## Given instruction
Write out the records below once more, exactly as they stand.

## Material for this task
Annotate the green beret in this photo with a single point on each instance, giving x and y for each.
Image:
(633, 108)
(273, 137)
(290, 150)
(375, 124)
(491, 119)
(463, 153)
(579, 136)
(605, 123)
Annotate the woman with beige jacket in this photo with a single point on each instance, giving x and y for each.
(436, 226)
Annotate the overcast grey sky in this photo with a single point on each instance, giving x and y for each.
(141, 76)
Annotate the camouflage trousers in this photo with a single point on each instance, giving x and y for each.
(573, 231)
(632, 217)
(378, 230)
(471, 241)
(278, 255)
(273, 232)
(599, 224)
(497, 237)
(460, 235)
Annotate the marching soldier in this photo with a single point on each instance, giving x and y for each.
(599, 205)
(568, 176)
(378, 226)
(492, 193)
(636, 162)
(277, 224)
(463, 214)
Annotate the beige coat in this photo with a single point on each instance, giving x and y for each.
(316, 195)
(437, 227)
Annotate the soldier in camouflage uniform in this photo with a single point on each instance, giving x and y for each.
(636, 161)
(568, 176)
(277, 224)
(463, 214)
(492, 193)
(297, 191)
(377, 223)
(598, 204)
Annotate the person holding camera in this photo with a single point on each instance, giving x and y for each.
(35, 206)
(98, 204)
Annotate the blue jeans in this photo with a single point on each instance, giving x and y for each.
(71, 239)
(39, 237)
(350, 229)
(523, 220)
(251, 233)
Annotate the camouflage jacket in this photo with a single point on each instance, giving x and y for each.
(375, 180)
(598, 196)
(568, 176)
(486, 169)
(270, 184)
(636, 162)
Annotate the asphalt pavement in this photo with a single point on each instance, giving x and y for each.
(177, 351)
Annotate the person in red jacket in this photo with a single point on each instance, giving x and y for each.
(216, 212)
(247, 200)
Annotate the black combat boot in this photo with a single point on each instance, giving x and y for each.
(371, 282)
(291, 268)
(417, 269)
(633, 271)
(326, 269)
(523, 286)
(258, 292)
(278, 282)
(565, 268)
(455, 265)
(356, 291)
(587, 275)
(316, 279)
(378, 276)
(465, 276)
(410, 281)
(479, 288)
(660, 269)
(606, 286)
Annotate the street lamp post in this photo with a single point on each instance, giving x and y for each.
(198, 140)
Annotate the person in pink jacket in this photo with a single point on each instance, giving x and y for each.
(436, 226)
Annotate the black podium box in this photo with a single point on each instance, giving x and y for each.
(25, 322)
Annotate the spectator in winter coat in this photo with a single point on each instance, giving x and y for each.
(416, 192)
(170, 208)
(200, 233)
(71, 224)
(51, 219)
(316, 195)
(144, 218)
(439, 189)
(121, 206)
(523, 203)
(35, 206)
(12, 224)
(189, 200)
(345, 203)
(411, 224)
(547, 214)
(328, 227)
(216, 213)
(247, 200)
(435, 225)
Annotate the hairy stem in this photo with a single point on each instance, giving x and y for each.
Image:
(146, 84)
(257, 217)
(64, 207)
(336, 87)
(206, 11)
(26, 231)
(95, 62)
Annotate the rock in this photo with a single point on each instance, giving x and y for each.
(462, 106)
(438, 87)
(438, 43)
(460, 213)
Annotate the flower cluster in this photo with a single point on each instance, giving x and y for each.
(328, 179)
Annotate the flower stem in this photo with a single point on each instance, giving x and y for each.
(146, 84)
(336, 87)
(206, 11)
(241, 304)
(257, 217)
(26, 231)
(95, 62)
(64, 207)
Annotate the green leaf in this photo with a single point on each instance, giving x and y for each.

## Final result
Annotate the green beret in this photo with a single point on each instance, giving x and y for each.
Image:
(633, 108)
(273, 137)
(290, 150)
(375, 124)
(491, 119)
(463, 153)
(579, 136)
(605, 123)
Annotate the woman with beige jacket in this photo with a single point on each instance, giving x and y for each.
(436, 226)
Annotate the overcast grey sky in this photo with a single point on each instance, giving x and y for each.
(141, 76)
Annotate the camouflage trousers in this photo with a single point on each instance, giving x and y for each.
(573, 231)
(632, 217)
(378, 230)
(471, 241)
(278, 255)
(273, 232)
(599, 224)
(497, 237)
(460, 235)
Annotate the marching soldier in this photo with a single point on each instance, giving x and y for each.
(599, 205)
(568, 176)
(378, 226)
(492, 193)
(636, 162)
(277, 224)
(463, 214)
Annotate the beige coat in this photo with a single point on each instance, giving x and y for each.
(316, 195)
(437, 227)
Annotate the soldier in camouflage uniform in this photo with a single point on each instance, giving x and y for each.
(636, 161)
(568, 176)
(277, 224)
(463, 214)
(492, 193)
(297, 191)
(377, 223)
(598, 204)
Annotate the person holding camera in this photo with a single point on each instance, giving x and y for each.
(35, 206)
(98, 204)
Annotate the blue jeans in this photo with a single point on each instance, giving x and y for each.
(71, 239)
(39, 237)
(350, 229)
(523, 220)
(251, 233)
Annotate the camouflage jacket in this photo with a single point on each instance, giving x and y for each.
(375, 180)
(598, 196)
(568, 176)
(486, 169)
(270, 184)
(636, 162)
Annotate the asphalt pavement in this photo with a single point on each instance, giving x and y for each.
(177, 351)
Annotate the person in red jacket in this photo with a single point on each instance, giving x and y for each.
(216, 212)
(247, 200)
Annotate the black combat boot in this photo with a single point on each instance, giving x and y for each.
(371, 282)
(291, 268)
(417, 269)
(633, 271)
(326, 269)
(523, 286)
(258, 292)
(278, 282)
(565, 268)
(455, 265)
(356, 291)
(587, 275)
(316, 279)
(378, 276)
(465, 276)
(410, 281)
(479, 288)
(660, 269)
(606, 286)
Annotate the street lamp post in this photo with a single point on each instance, giving x and y for each.
(198, 140)
Annotate the person in pink jacket in this photo with a single point on each instance, giving x and y for each.
(436, 226)
Annotate the black podium box in this photo with a single point on each instance, giving x and y for each.
(25, 322)
Annotate the spectator in winter coat in this photo with a single point on each instance, giving x and y for each.
(416, 192)
(170, 208)
(200, 233)
(71, 224)
(51, 219)
(316, 195)
(144, 218)
(439, 189)
(121, 206)
(523, 203)
(35, 206)
(12, 224)
(189, 200)
(345, 203)
(411, 224)
(547, 214)
(328, 227)
(216, 213)
(247, 200)
(435, 225)
Annotate the hairy stem in this photo with a single point on each instance, giving x and y for each.
Image:
(146, 84)
(257, 217)
(64, 207)
(336, 87)
(206, 11)
(26, 231)
(95, 62)
Annotate the rock in this photo with a single point on each instance, giving x and y for each.
(462, 106)
(438, 87)
(438, 43)
(460, 213)
Annotate the flower cluster in this photo with a single point on each instance, giving x and y for each.
(328, 179)
Annotate the flower stem in this photo with a single point on each instance, giving x and y for each.
(146, 84)
(336, 87)
(206, 11)
(241, 304)
(257, 217)
(26, 231)
(95, 62)
(64, 207)
Annotate the green leaf in this photo with a single point on each instance, giving x and y for each.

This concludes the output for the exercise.